═════ EXTRACTED DATA

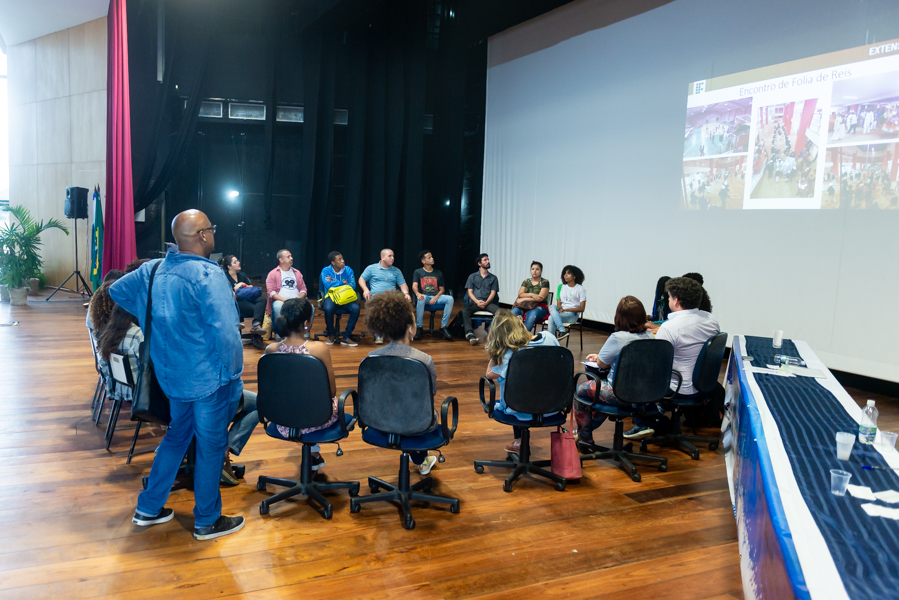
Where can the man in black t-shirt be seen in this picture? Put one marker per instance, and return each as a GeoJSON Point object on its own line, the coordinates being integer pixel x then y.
{"type": "Point", "coordinates": [428, 288]}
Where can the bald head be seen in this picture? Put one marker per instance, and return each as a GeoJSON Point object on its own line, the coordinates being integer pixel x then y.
{"type": "Point", "coordinates": [193, 233]}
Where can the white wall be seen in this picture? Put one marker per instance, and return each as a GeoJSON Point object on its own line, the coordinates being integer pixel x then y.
{"type": "Point", "coordinates": [57, 132]}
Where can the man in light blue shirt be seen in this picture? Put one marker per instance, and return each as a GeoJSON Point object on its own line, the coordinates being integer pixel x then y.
{"type": "Point", "coordinates": [383, 277]}
{"type": "Point", "coordinates": [198, 360]}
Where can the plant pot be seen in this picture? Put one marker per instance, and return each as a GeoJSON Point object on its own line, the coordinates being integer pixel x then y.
{"type": "Point", "coordinates": [18, 296]}
{"type": "Point", "coordinates": [33, 284]}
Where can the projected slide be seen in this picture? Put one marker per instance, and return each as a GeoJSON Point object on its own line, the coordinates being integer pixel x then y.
{"type": "Point", "coordinates": [816, 133]}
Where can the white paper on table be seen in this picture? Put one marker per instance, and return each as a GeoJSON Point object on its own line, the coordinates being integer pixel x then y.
{"type": "Point", "coordinates": [886, 512]}
{"type": "Point", "coordinates": [890, 496]}
{"type": "Point", "coordinates": [805, 372]}
{"type": "Point", "coordinates": [861, 492]}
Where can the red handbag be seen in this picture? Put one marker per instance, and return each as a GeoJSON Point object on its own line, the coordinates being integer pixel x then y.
{"type": "Point", "coordinates": [565, 459]}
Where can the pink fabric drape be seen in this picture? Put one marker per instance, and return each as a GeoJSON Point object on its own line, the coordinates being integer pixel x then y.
{"type": "Point", "coordinates": [119, 246]}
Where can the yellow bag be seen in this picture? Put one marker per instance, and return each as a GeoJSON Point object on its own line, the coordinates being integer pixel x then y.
{"type": "Point", "coordinates": [342, 294]}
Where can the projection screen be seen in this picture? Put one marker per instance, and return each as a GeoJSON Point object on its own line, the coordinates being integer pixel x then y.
{"type": "Point", "coordinates": [703, 135]}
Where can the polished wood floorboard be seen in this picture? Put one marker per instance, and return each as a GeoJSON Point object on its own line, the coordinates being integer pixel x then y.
{"type": "Point", "coordinates": [65, 516]}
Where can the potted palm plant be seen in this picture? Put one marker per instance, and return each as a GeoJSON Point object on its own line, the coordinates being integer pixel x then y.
{"type": "Point", "coordinates": [19, 245]}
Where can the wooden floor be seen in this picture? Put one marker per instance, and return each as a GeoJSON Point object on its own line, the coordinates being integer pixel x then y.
{"type": "Point", "coordinates": [65, 515]}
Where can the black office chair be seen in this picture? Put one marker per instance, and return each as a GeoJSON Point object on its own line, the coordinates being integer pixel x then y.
{"type": "Point", "coordinates": [642, 377]}
{"type": "Point", "coordinates": [539, 383]}
{"type": "Point", "coordinates": [280, 401]}
{"type": "Point", "coordinates": [396, 411]}
{"type": "Point", "coordinates": [705, 377]}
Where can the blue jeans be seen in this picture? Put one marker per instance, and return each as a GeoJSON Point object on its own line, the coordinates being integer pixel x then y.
{"type": "Point", "coordinates": [558, 320]}
{"type": "Point", "coordinates": [532, 316]}
{"type": "Point", "coordinates": [444, 303]}
{"type": "Point", "coordinates": [330, 309]}
{"type": "Point", "coordinates": [276, 312]}
{"type": "Point", "coordinates": [206, 419]}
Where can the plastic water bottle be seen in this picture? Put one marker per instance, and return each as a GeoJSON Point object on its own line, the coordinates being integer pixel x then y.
{"type": "Point", "coordinates": [867, 429]}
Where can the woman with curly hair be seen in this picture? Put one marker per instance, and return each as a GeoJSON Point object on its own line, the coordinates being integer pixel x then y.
{"type": "Point", "coordinates": [508, 335]}
{"type": "Point", "coordinates": [291, 325]}
{"type": "Point", "coordinates": [389, 314]}
{"type": "Point", "coordinates": [570, 303]}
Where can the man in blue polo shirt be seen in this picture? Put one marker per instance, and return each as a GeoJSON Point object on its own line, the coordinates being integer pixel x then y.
{"type": "Point", "coordinates": [382, 277]}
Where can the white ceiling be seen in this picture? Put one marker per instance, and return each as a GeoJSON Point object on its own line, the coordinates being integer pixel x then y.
{"type": "Point", "coordinates": [23, 20]}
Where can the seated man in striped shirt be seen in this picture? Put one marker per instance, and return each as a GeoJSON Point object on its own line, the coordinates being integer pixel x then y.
{"type": "Point", "coordinates": [382, 277]}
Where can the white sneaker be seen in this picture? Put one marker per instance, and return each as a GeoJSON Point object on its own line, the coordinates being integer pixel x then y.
{"type": "Point", "coordinates": [425, 467]}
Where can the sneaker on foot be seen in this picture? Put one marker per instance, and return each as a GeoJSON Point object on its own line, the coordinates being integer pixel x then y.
{"type": "Point", "coordinates": [223, 526]}
{"type": "Point", "coordinates": [425, 467]}
{"type": "Point", "coordinates": [164, 516]}
{"type": "Point", "coordinates": [638, 433]}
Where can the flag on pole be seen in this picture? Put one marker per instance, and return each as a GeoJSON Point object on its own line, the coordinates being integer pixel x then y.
{"type": "Point", "coordinates": [97, 242]}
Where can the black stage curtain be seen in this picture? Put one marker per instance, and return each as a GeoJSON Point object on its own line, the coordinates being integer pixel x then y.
{"type": "Point", "coordinates": [378, 181]}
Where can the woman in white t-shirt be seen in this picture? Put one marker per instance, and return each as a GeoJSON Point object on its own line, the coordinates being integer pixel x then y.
{"type": "Point", "coordinates": [630, 325]}
{"type": "Point", "coordinates": [570, 303]}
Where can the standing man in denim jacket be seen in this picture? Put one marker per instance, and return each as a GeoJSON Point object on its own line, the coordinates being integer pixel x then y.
{"type": "Point", "coordinates": [198, 359]}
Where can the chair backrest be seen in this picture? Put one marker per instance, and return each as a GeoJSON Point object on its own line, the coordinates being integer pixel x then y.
{"type": "Point", "coordinates": [120, 369]}
{"type": "Point", "coordinates": [643, 371]}
{"type": "Point", "coordinates": [708, 363]}
{"type": "Point", "coordinates": [395, 395]}
{"type": "Point", "coordinates": [539, 380]}
{"type": "Point", "coordinates": [294, 390]}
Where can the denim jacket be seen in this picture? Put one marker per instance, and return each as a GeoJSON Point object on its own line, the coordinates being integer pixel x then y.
{"type": "Point", "coordinates": [195, 343]}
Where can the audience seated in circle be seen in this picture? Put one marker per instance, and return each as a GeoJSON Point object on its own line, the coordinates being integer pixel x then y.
{"type": "Point", "coordinates": [390, 315]}
{"type": "Point", "coordinates": [430, 290]}
{"type": "Point", "coordinates": [532, 294]}
{"type": "Point", "coordinates": [688, 328]}
{"type": "Point", "coordinates": [570, 304]}
{"type": "Point", "coordinates": [284, 283]}
{"type": "Point", "coordinates": [630, 325]}
{"type": "Point", "coordinates": [335, 275]}
{"type": "Point", "coordinates": [482, 289]}
{"type": "Point", "coordinates": [507, 335]}
{"type": "Point", "coordinates": [292, 325]}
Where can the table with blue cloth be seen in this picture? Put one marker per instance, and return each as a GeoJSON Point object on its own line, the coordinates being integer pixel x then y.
{"type": "Point", "coordinates": [796, 538]}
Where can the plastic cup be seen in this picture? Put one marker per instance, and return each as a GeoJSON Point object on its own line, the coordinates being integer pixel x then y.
{"type": "Point", "coordinates": [844, 444]}
{"type": "Point", "coordinates": [838, 482]}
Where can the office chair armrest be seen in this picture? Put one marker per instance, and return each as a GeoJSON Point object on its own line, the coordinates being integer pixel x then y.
{"type": "Point", "coordinates": [341, 411]}
{"type": "Point", "coordinates": [680, 381]}
{"type": "Point", "coordinates": [488, 408]}
{"type": "Point", "coordinates": [444, 410]}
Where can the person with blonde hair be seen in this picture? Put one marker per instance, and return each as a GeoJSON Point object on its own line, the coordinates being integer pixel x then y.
{"type": "Point", "coordinates": [508, 335]}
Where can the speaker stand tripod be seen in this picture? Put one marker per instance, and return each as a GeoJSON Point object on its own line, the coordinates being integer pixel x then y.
{"type": "Point", "coordinates": [79, 280]}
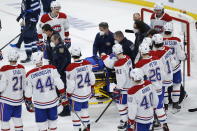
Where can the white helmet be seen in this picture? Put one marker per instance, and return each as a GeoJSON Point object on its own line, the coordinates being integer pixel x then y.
{"type": "Point", "coordinates": [137, 74]}
{"type": "Point", "coordinates": [75, 51]}
{"type": "Point", "coordinates": [168, 27]}
{"type": "Point", "coordinates": [13, 55]}
{"type": "Point", "coordinates": [117, 49]}
{"type": "Point", "coordinates": [159, 6]}
{"type": "Point", "coordinates": [37, 57]}
{"type": "Point", "coordinates": [157, 38]}
{"type": "Point", "coordinates": [55, 4]}
{"type": "Point", "coordinates": [144, 48]}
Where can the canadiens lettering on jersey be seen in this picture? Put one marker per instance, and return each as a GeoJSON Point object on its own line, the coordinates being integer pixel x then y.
{"type": "Point", "coordinates": [37, 74]}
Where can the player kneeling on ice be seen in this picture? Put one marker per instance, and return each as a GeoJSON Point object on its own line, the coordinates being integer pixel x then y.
{"type": "Point", "coordinates": [42, 82]}
{"type": "Point", "coordinates": [179, 55]}
{"type": "Point", "coordinates": [122, 66]}
{"type": "Point", "coordinates": [142, 101]}
{"type": "Point", "coordinates": [80, 80]}
{"type": "Point", "coordinates": [12, 83]}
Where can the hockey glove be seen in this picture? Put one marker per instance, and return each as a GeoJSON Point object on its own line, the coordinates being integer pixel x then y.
{"type": "Point", "coordinates": [67, 42]}
{"type": "Point", "coordinates": [116, 94]}
{"type": "Point", "coordinates": [131, 125]}
{"type": "Point", "coordinates": [29, 105]}
{"type": "Point", "coordinates": [1, 56]}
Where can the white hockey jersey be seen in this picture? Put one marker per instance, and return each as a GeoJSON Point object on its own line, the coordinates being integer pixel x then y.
{"type": "Point", "coordinates": [158, 23]}
{"type": "Point", "coordinates": [122, 68]}
{"type": "Point", "coordinates": [153, 69]}
{"type": "Point", "coordinates": [142, 100]}
{"type": "Point", "coordinates": [165, 55]}
{"type": "Point", "coordinates": [60, 24]}
{"type": "Point", "coordinates": [80, 78]}
{"type": "Point", "coordinates": [41, 84]}
{"type": "Point", "coordinates": [12, 83]}
{"type": "Point", "coordinates": [177, 51]}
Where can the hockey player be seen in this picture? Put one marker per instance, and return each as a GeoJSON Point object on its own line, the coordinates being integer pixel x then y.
{"type": "Point", "coordinates": [58, 21]}
{"type": "Point", "coordinates": [122, 68]}
{"type": "Point", "coordinates": [80, 79]}
{"type": "Point", "coordinates": [142, 101]}
{"type": "Point", "coordinates": [179, 55]}
{"type": "Point", "coordinates": [41, 85]}
{"type": "Point", "coordinates": [30, 11]}
{"type": "Point", "coordinates": [159, 18]}
{"type": "Point", "coordinates": [12, 84]}
{"type": "Point", "coordinates": [153, 70]}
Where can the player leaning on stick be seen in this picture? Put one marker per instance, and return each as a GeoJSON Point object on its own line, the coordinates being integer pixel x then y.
{"type": "Point", "coordinates": [12, 84]}
{"type": "Point", "coordinates": [42, 82]}
{"type": "Point", "coordinates": [80, 80]}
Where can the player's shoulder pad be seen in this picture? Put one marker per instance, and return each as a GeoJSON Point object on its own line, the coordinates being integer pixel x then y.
{"type": "Point", "coordinates": [62, 15]}
{"type": "Point", "coordinates": [45, 18]}
{"type": "Point", "coordinates": [9, 67]}
{"type": "Point", "coordinates": [72, 66]}
{"type": "Point", "coordinates": [136, 88]}
{"type": "Point", "coordinates": [121, 62]}
{"type": "Point", "coordinates": [166, 17]}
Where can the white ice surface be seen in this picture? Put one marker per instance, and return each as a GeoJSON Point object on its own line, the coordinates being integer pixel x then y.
{"type": "Point", "coordinates": [119, 17]}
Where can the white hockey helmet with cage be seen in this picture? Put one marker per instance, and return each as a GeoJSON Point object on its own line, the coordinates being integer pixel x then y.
{"type": "Point", "coordinates": [75, 51]}
{"type": "Point", "coordinates": [55, 4]}
{"type": "Point", "coordinates": [157, 39]}
{"type": "Point", "coordinates": [168, 27]}
{"type": "Point", "coordinates": [137, 74]}
{"type": "Point", "coordinates": [37, 57]}
{"type": "Point", "coordinates": [13, 55]}
{"type": "Point", "coordinates": [117, 49]}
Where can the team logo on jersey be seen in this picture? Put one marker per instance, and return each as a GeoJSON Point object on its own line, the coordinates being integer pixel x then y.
{"type": "Point", "coordinates": [57, 28]}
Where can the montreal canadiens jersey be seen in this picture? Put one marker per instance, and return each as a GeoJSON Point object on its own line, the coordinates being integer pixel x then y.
{"type": "Point", "coordinates": [59, 24]}
{"type": "Point", "coordinates": [41, 85]}
{"type": "Point", "coordinates": [158, 23]}
{"type": "Point", "coordinates": [153, 70]}
{"type": "Point", "coordinates": [12, 84]}
{"type": "Point", "coordinates": [142, 100]}
{"type": "Point", "coordinates": [164, 54]}
{"type": "Point", "coordinates": [80, 78]}
{"type": "Point", "coordinates": [122, 68]}
{"type": "Point", "coordinates": [177, 51]}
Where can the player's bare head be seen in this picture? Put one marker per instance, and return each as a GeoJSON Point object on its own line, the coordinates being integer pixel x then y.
{"type": "Point", "coordinates": [13, 56]}
{"type": "Point", "coordinates": [37, 58]}
{"type": "Point", "coordinates": [157, 40]}
{"type": "Point", "coordinates": [137, 75]}
{"type": "Point", "coordinates": [136, 16]}
{"type": "Point", "coordinates": [104, 28]}
{"type": "Point", "coordinates": [47, 29]}
{"type": "Point", "coordinates": [55, 7]}
{"type": "Point", "coordinates": [75, 52]}
{"type": "Point", "coordinates": [159, 9]}
{"type": "Point", "coordinates": [119, 36]}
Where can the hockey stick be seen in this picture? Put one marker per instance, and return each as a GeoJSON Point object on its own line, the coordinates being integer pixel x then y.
{"type": "Point", "coordinates": [103, 112]}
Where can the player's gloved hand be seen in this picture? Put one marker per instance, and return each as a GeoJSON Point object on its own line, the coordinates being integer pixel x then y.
{"type": "Point", "coordinates": [131, 125]}
{"type": "Point", "coordinates": [29, 105]}
{"type": "Point", "coordinates": [1, 56]}
{"type": "Point", "coordinates": [116, 94]}
{"type": "Point", "coordinates": [63, 100]}
{"type": "Point", "coordinates": [67, 42]}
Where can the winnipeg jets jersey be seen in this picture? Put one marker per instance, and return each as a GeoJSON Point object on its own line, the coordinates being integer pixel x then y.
{"type": "Point", "coordinates": [59, 24]}
{"type": "Point", "coordinates": [122, 68]}
{"type": "Point", "coordinates": [153, 70]}
{"type": "Point", "coordinates": [158, 23]}
{"type": "Point", "coordinates": [178, 53]}
{"type": "Point", "coordinates": [80, 78]}
{"type": "Point", "coordinates": [142, 100]}
{"type": "Point", "coordinates": [165, 55]}
{"type": "Point", "coordinates": [12, 81]}
{"type": "Point", "coordinates": [41, 85]}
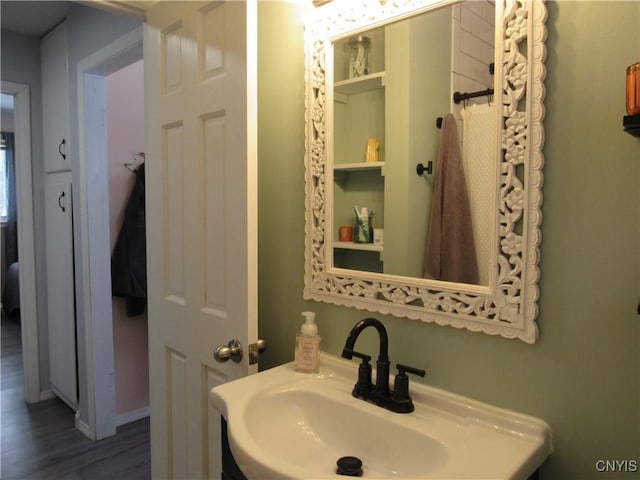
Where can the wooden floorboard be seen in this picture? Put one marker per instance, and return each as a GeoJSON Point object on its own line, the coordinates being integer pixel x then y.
{"type": "Point", "coordinates": [39, 441]}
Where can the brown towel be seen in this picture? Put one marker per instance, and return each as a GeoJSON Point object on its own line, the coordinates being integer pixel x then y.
{"type": "Point", "coordinates": [450, 252]}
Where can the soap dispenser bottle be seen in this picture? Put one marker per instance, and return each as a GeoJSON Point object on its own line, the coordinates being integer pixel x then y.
{"type": "Point", "coordinates": [307, 345]}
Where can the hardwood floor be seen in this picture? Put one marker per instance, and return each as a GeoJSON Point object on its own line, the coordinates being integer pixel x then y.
{"type": "Point", "coordinates": [40, 441]}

══════════

__WORK REQUEST__: Copy exactly the line that contains "Where can the soap" and every line after it through the end of the entries, with nothing added.

__TASK OUTPUT__:
Where can the soap dispenser bottle be seen in this picture? Put one marker per instance, and return each as a GeoJSON Point object on its own line, the coordinates being integer pixel x then y.
{"type": "Point", "coordinates": [307, 345]}
Where can the hardwood floor be seen in this picture? Put one marker per instance, and return each as a GeoJSON Point object on its own line, the coordinates being integer pixel x then y.
{"type": "Point", "coordinates": [40, 441]}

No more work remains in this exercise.